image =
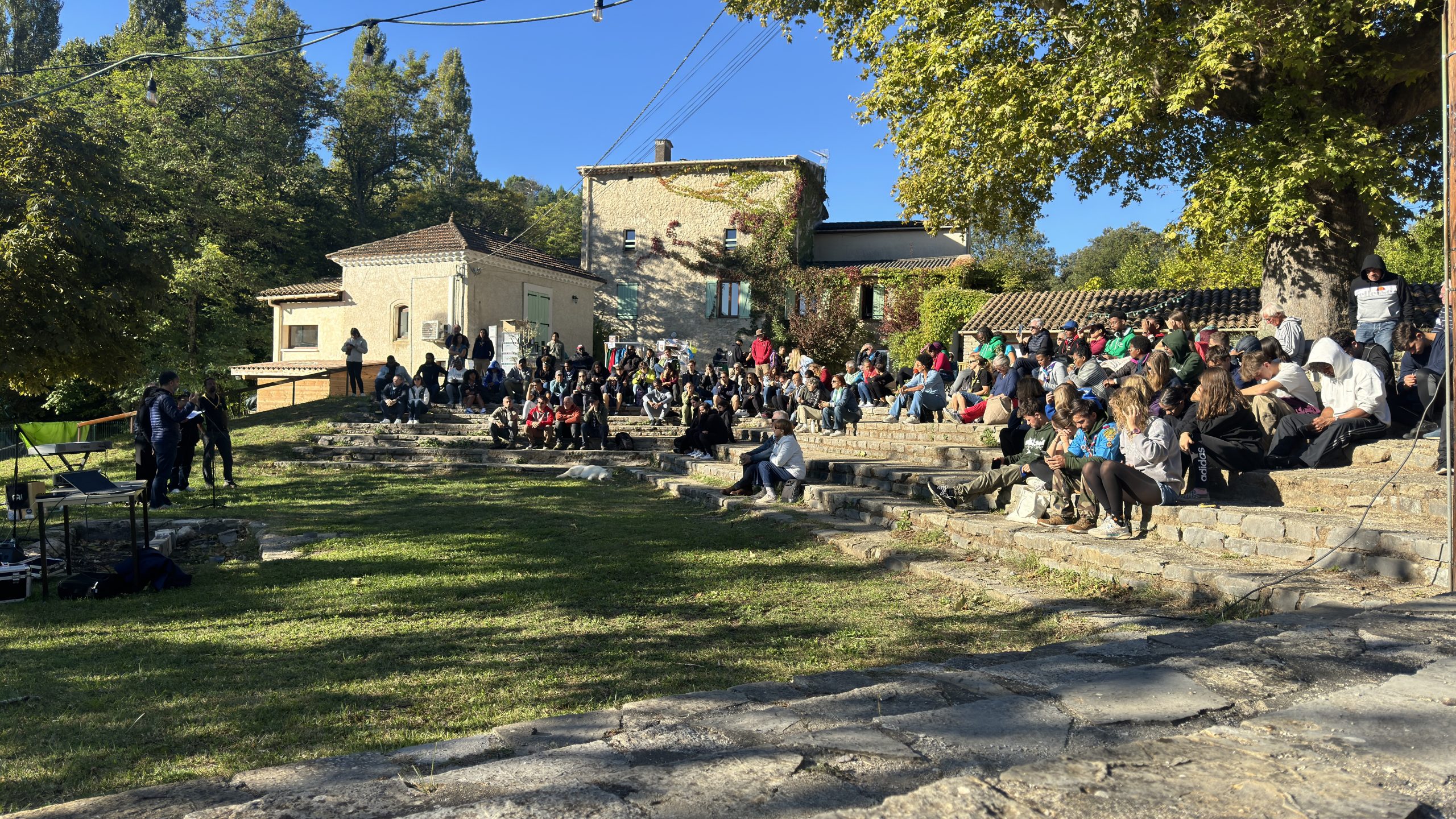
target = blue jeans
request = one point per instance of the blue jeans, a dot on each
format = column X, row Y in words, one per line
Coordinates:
column 769, row 474
column 167, row 452
column 1379, row 333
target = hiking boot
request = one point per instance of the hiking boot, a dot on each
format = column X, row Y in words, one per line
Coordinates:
column 1054, row 522
column 1082, row 527
column 942, row 498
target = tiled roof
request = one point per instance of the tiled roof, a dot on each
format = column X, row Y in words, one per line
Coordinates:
column 1229, row 308
column 886, row 225
column 924, row 263
column 456, row 237
column 322, row 289
column 594, row 169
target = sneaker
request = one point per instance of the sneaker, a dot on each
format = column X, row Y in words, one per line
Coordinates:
column 1082, row 527
column 941, row 496
column 1113, row 531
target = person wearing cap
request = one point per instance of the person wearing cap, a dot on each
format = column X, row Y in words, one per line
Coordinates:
column 1066, row 340
column 762, row 353
column 1378, row 301
column 1039, row 338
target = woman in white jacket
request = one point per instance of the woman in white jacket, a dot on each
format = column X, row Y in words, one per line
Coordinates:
column 1151, row 474
column 785, row 462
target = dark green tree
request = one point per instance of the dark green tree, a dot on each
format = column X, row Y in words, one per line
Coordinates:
column 375, row 146
column 35, row 31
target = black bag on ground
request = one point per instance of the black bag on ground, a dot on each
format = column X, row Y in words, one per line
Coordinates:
column 158, row 572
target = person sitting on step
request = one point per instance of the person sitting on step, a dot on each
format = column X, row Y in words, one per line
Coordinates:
column 656, row 403
column 1005, row 387
column 925, row 392
column 1151, row 475
column 1355, row 408
column 1094, row 442
column 539, row 421
column 395, row 397
column 419, row 400
column 506, row 423
column 841, row 410
column 1002, row 478
column 594, row 421
column 568, row 424
column 1276, row 390
column 1216, row 432
column 784, row 465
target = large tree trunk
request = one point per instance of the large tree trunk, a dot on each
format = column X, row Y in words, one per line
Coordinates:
column 1309, row 274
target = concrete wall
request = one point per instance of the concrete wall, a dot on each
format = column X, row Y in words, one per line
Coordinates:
column 672, row 299
column 373, row 293
column 901, row 244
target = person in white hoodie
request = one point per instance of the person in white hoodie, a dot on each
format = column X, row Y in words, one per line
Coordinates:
column 1151, row 473
column 1353, row 392
column 785, row 462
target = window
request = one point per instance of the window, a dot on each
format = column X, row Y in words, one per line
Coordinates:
column 303, row 336
column 628, row 302
column 871, row 302
column 727, row 301
column 537, row 312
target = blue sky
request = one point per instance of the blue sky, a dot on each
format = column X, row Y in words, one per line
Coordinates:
column 551, row 97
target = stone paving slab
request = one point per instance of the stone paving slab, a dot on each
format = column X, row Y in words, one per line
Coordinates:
column 1148, row 694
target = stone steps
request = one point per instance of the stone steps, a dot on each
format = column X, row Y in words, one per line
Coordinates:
column 884, row 496
column 1335, row 710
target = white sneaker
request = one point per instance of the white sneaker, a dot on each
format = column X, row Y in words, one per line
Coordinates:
column 1111, row 531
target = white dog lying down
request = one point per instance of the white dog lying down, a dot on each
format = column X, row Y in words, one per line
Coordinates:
column 587, row 473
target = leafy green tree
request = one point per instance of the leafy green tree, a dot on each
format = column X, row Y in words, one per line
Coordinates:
column 1100, row 257
column 75, row 274
column 35, row 31
column 373, row 140
column 1416, row 253
column 1305, row 125
column 159, row 16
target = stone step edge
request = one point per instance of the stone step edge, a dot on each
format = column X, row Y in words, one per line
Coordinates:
column 1098, row 559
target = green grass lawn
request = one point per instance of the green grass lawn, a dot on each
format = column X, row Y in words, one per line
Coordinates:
column 450, row 605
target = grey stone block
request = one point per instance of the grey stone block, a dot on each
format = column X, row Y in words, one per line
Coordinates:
column 1148, row 694
column 999, row 730
column 1261, row 527
column 318, row 774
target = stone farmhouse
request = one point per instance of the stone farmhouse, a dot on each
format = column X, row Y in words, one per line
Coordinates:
column 404, row 293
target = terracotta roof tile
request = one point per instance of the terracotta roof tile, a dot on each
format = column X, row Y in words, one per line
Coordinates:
column 922, row 263
column 324, row 286
column 1229, row 308
column 458, row 237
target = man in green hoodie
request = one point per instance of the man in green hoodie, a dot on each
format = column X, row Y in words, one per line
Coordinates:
column 1002, row 478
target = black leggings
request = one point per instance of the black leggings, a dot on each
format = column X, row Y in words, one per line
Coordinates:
column 1111, row 481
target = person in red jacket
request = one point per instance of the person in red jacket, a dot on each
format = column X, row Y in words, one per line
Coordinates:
column 760, row 351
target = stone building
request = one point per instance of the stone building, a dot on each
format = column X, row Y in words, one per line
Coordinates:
column 637, row 216
column 404, row 293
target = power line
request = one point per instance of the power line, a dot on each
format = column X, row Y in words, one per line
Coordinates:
column 583, row 177
column 370, row 22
· · ·
● **What the exercise asks**:
Repeat the material above verbatim. Leave the pictures behind.

● **Problem solution**:
image =
target = blue jeans
request = one point per instance of the blue jeans, a dot on each
format = column X, row Y in words, one per line
Coordinates:
column 769, row 474
column 167, row 452
column 1379, row 333
target = hiking boot
request = one point per instance of the hiking boot, a dot on each
format = column X, row Y in words, one per line
Coordinates:
column 1054, row 522
column 1082, row 527
column 942, row 498
target = tiled roof
request = one point per instance of the tiled roof, a dot on each
format = column X, row Y in words, one per line
Coordinates:
column 1229, row 308
column 886, row 225
column 924, row 263
column 456, row 237
column 322, row 289
column 594, row 169
target = sneaker
request = one point per instance of the sneaker, a dot on each
format = column X, row Y in words, one per line
Coordinates:
column 1082, row 527
column 941, row 496
column 1113, row 531
target = person wearing cap
request = one point per instance of the person wearing cap, a dot on each
format = column X, row Y in words, one per line
Coordinates:
column 1066, row 340
column 762, row 353
column 1378, row 301
column 1039, row 338
target = woman in white jacket
request = one point per instance of the woman in white jacket, a dot on each
format = column X, row Y in words, one per line
Coordinates:
column 1151, row 474
column 785, row 462
target = dark green tree
request = one point per instance of the dark green tree, a dot on each
format = column X, row Y in words, one per line
Coordinates:
column 375, row 146
column 35, row 31
target = black bag on ground
request = one point per instance of the black bag on ground, a dot on each
format = column X, row Y in words, one per line
Coordinates:
column 158, row 572
target = person sitting on step
request = one point per instance of the person sitting on step, a dot on each
format = column X, row Y in words, one per line
Coordinates:
column 656, row 403
column 1005, row 387
column 925, row 392
column 1151, row 475
column 1355, row 408
column 1094, row 442
column 539, row 421
column 395, row 397
column 419, row 400
column 506, row 423
column 841, row 410
column 1002, row 478
column 594, row 421
column 568, row 424
column 1276, row 390
column 1216, row 432
column 784, row 465
target = large tree trunk
request = one point per instance of the large tree trunk, a dot on each
format = column X, row Y in words, one per line
Coordinates:
column 1309, row 274
target = concrete wall
request = one point per instance of the concrete wall, a dot on each
format = column X, row Y in words, one per line
Coordinates:
column 672, row 299
column 373, row 293
column 901, row 244
target = person in white hoodie
request = one point per instance of the person in white hoodie, a dot on each
format = column X, row Y in words, one per line
Coordinates:
column 1151, row 473
column 1353, row 392
column 785, row 462
target = window
request = one point per instance of the window, a dot on each
format = column X, row Y in words, one per line
Coordinates:
column 303, row 336
column 628, row 302
column 871, row 302
column 727, row 301
column 537, row 312
target = blue sky
request = one point per instance of the blue sky, a dot on each
format = column X, row Y in words, one per line
Coordinates:
column 551, row 97
target = stone paving slab
request = one point per instance of the stone paving slab, a dot on each
format = column X, row Y in words, one per line
Coordinates:
column 1148, row 694
target = stone steps
request = one point per instance of the stone steps, a dot on each
format = column X, row Y in words, one per line
Coordinates:
column 884, row 496
column 1335, row 710
target = white sneaker
request = one point per instance of the white sneaker, a dot on each
format = column X, row Y in words, one per line
Coordinates:
column 1111, row 531
target = white dog lying down
request = one point per instance of the white dog lying down, a dot on each
format = column X, row Y in words, one per line
Coordinates:
column 587, row 473
target = leafy green tree
request = one point per instance of the leafy green tree, a dot on each
format = column X, row Y in words, one per line
Coordinates:
column 1100, row 257
column 75, row 274
column 35, row 31
column 373, row 140
column 1416, row 253
column 1305, row 125
column 159, row 16
target = stone step edge
request = one point per instance of the stone step edge, a dot on each
format = column X, row Y in words, one per line
Coordinates:
column 1098, row 559
target = green grass lawn
request = one point per instance of the green grass lawn, a dot on each
format = column X, row Y in words, one per line
Coordinates:
column 450, row 605
target = grey stone block
request = one point per instance of the grey stone block, a dot on each
format = column X, row Y in words, one per line
Coordinates:
column 1148, row 694
column 999, row 730
column 1261, row 527
column 318, row 774
target = stone farmhouse
request = one point per instance of the stone farmhouse, a dot on each
format = column X, row Y in words, one per line
Coordinates:
column 404, row 293
target = terracotta roof tile
request = one point per instance of the terracotta roof tile, a dot on each
format = column X, row Y in words, one per line
Coordinates:
column 922, row 263
column 324, row 286
column 1229, row 308
column 458, row 237
target = man in green hoodie
request = one point per instance of the man in green hoodie, a dot on each
format = column X, row Y in words, one per line
Coordinates:
column 1002, row 478
target = black leggings
request = one point per instance of the black leggings, a dot on each
format = column X, row Y in words, one per line
Coordinates:
column 1111, row 481
target = person in red jacket
request = one point per instance of the person in red jacket, a dot on each
format = column X, row Y in words, one per line
Coordinates:
column 760, row 351
target = stone building
request = one point per instance of the stone building, a dot on each
format = column X, row Y in words, one per line
Coordinates:
column 637, row 216
column 404, row 293
target = power line
request = one point per instance of the power line, a dot on each
format = column X, row Y in words, one per line
Coordinates:
column 583, row 177
column 370, row 22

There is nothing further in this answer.